### [Problem requirements]
Each entry needs to be restated exactly as written.
---------- Entries provided
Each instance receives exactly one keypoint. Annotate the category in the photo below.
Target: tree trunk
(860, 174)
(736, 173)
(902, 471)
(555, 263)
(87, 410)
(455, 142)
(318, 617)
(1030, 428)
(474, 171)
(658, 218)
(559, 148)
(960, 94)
--------------------
### [Solution to the problem]
Each instance receives exactly one keypoint. Annotate the category in the photo below.
Target: tree trunk
(860, 174)
(736, 173)
(902, 471)
(555, 263)
(87, 410)
(455, 142)
(318, 617)
(1030, 428)
(474, 171)
(658, 218)
(559, 148)
(960, 94)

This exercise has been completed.